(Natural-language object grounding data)
- - - -
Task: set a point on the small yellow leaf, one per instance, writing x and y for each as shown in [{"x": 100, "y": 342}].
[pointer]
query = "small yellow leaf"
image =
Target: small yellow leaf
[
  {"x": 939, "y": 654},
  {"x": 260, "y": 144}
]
- - - -
» Work order
An exact copy of every record is needed; write it out in full.

» Result of the exercise
Task: set a point on the small yellow leaf, one per instance, writing x and y for each as shown in [{"x": 100, "y": 342}].
[pointer]
query = "small yellow leaf"
image =
Target: small yellow leaf
[
  {"x": 939, "y": 654},
  {"x": 260, "y": 144}
]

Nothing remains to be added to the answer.